What this exercise asks →
• A. In the text on the Challenger 1 trials, at what rate did the R.A.C. crew consistently load the standard separate bagged charge ammunition?
• B. Continue the text on the Challenger 1 trials for Egypt, starting after its final sentence.

Page text →
* * * * * * * * *
Challenger 1 Main Battle Tank, vol. II


The gunnery phase of the trial was designed to show the Egyptian team the accuracy and effectiveness of the L11A5 gun and the standard ammunition types used. The ammunition natures employed consisted of HESH (High Explosive Squash Head), APDS (Armour Piercing Discarding Sabot), APFSDS (Armour Piercing Fin Stabilised Discarding Sabot) and SH/PRAC (Squash Head Practice). These were to be fired from a static vehicle engaging static targets, then from a static vehicle engaging moving targets and finally from a moving vehicle engaging moving targets. The engagement sequences were also designed to show how the trunnion tilt compensator in the gunner’s sight could compensate for the tank’s armament being fired on a side slope. Weather-related problems beset the gunnery phase, including the cancellation of a night firing sequences, all of which would not seem to indicate that the Challenger was an all-weather weapon system capable of operating 24 hours a day. One would wonder if the Egyptians had developed misgivings by this stage. The coaxial machine gun and smoke discharger drills were not demonstrated either.

This very soberly marked Challenger was probably photographed a few years later, but is also from the Royal Hussars. [John Cook]


A crew from the R.A.C. fired most of the practice engagements for the trial although an Egyptian gunner did fire some of the serials. The DS/T firing involved firing eighty rounds at fixed and moving targets, at ranges up to 2500m the hit rate was 92.5%; the rate against a moving target was astonishingly 100% and 85% was achieved from a moving tank against a moving target. The firing of APFSDS munitions gave acceptable accuracy scores but the main issue was that despite the grouping of the rounds fired being very close, the actual mean point of impact was very low on the target. It was accepted that the grouping did show how accurate the L11 gun was. The SH/PRAC firing trials had a very bad start, firing twenty eight rounds- and scoring no hits, which caused consternation. The ammunition batch was withdrawn and deemed faulty. With a new batch of ammunition things improved and the hit rate was deemed acceptable, but first impressions may have counted. The R.A.C. crew showed that it was possible to load with the standard separate bagged charge ammunition at a commendable rate of 8 rounds a minute consistently. Two serials fired by the visiting Egyptian gunner both had a 100% hit rate.
The final automotive phase then took place at Catterick Garrison in North Yorkshire, and was designed to show the Challenger’s impressive obstacle crossing capability; but looking at the report results, the course chosen seems to have been uninspired. The Challenger crossed a series of obstacles which did not trouble it, having crossed more arduous ones during a demonstration in the Middle East earlier in the year. That concluded the trials and although the hospitality must have been laid on thickly, the actual sequence of events (one would suspect) probably did not impress the visitors. Cancelling trials for bad weather seems irregular, and foolish in light of the need to prove a weapon’s capabilities…which along with the accuracy issues with the practice ammunition probably made the Egyptians decide against buying the Challenger 1. It would not be last time Vickers bungled its chances of selling a British tank.
* * * * * * * * *
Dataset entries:
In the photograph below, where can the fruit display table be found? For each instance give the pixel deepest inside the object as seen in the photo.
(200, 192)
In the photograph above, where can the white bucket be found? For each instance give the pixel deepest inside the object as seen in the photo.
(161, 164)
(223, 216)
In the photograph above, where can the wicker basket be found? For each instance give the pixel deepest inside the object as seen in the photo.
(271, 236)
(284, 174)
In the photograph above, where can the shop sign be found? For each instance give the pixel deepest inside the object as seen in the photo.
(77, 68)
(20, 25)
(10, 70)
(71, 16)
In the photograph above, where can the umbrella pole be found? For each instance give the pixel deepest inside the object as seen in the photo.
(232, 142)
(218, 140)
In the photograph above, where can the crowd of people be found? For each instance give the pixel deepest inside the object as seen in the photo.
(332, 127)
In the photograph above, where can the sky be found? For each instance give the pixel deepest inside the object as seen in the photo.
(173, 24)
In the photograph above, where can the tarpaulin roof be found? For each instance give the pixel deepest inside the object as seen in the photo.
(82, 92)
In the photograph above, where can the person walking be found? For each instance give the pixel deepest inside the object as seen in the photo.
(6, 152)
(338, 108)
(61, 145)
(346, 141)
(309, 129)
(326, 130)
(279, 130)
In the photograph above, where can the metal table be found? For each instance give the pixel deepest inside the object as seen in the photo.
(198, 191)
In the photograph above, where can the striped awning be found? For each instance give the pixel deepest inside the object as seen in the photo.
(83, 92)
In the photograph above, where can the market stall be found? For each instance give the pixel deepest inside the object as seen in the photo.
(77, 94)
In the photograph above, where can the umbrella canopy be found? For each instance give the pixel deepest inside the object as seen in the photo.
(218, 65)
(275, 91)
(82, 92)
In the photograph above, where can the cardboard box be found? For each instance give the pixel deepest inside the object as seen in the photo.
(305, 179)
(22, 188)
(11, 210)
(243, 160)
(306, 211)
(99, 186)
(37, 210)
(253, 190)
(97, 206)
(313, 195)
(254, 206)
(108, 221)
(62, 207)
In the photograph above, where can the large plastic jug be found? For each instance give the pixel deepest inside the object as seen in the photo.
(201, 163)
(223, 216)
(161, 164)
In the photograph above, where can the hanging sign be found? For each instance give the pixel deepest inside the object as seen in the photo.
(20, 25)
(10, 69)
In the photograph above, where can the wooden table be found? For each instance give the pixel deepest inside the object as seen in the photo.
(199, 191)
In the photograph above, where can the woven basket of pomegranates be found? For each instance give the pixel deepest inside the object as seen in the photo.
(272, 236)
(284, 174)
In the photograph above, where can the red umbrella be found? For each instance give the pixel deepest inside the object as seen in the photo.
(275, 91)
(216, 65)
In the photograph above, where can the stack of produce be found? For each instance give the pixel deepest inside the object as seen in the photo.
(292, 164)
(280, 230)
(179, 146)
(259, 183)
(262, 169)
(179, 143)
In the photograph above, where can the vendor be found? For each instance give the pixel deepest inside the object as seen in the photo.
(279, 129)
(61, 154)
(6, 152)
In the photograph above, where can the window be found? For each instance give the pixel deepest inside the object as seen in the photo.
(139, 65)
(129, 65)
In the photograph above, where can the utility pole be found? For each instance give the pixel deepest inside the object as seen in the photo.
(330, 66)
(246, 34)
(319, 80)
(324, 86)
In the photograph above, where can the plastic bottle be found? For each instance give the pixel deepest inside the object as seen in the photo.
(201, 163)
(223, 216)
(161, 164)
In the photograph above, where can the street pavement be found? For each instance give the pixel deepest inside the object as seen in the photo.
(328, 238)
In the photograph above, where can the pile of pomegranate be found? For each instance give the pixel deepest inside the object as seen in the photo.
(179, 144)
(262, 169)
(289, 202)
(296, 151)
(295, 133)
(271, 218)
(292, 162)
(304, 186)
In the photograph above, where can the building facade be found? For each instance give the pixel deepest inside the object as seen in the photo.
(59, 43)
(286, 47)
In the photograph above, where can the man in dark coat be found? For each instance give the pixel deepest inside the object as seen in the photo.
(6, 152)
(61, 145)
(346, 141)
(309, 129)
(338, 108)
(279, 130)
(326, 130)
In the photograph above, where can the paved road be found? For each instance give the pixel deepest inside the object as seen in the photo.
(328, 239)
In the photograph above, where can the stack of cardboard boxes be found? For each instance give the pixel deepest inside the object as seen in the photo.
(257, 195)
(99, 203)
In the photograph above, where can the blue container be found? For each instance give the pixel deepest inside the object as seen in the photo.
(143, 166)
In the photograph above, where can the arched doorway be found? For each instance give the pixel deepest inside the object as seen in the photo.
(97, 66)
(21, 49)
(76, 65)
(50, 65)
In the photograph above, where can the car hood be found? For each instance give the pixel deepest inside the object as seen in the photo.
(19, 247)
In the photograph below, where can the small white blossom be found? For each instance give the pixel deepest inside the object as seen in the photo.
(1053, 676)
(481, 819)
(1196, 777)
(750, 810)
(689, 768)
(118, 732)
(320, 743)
* * * * * * * * *
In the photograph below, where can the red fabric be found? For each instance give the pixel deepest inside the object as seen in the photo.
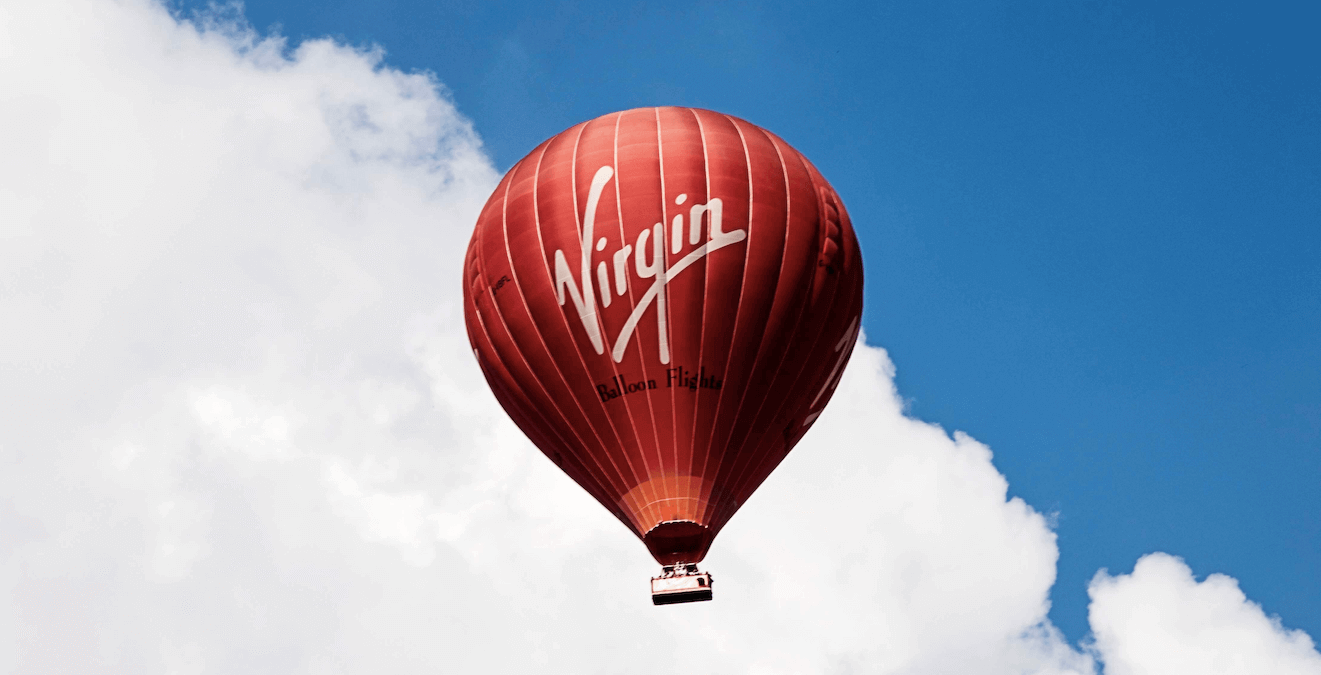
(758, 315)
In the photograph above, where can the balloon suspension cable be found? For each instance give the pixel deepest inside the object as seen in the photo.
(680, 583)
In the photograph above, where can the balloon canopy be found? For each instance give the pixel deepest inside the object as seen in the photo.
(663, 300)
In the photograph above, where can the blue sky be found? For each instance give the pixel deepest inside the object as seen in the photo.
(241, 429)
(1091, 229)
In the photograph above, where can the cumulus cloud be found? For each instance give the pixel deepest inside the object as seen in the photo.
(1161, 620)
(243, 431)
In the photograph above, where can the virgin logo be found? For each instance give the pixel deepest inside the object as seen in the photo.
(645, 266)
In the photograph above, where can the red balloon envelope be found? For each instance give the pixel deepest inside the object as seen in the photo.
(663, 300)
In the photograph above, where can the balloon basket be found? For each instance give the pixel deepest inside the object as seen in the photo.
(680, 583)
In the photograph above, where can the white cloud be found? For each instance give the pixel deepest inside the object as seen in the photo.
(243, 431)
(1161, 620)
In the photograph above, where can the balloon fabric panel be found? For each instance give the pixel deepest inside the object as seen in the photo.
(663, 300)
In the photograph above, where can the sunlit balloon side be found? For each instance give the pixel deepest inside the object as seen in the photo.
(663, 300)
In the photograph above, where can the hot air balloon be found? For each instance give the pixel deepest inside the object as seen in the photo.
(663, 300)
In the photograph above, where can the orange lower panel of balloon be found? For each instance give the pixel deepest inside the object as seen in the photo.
* * * * * * * * *
Exercise answers →
• A. 8 rounds a minute.

• B.
The Challenger’s first real test in British hands was waiting in the form of the NATO tank gunnery competition known as the Canadian Army Trophy (CAT) and the end result would be a scandal. The Royal Armoured Corps was keen to restore its pride after the Royal Scots Dragoon Guards had come last in CAT 85 equipped with the Chieftain, so CAT87 was seen as the perfect opportunity to “sell” the Challenger. Sadly all did not go to plan. Much has been written about the actual event and space precludes a full write up here (an excellent account is available in the Osprey New Vanguard on Challenger 1 by Simon Dunstan), so suffice it to say that the Challenger came a very poor last in the event and of the many myths that have grown around it, some have some basis in truth.

Here we see 06 SP 42, a later prototype. Some of the prototypes endured as test vehicles and as sales platforms for Royal Ordnance for a few years in the mid 1980s. [John Cook]


Although the Challenger hit more targets than most during its battle run, its engagement times were painfully slow compared to the hunter-killer equipped Leopards and Abrams. The slow engagement times were blamed by many in the defence press on the 3-piece ammunition the British used, but in reality the problems were centered on the IFCS system and the turret’s poor ergonomics. In essence the Challenger was the wrong tank at the wrong time, trying to win a competition against tanks equipped with stabilised gunnery sights and panoramic commander’s sights. The Challenger went to CAT 87 using more or less the same fire control system as Chieftain had before it due to its Shir 2 lineage, the commanders sights on the Challenger had been tweaked to try and help it in the competition: but with sights only stabilised in two axes it was never going to win.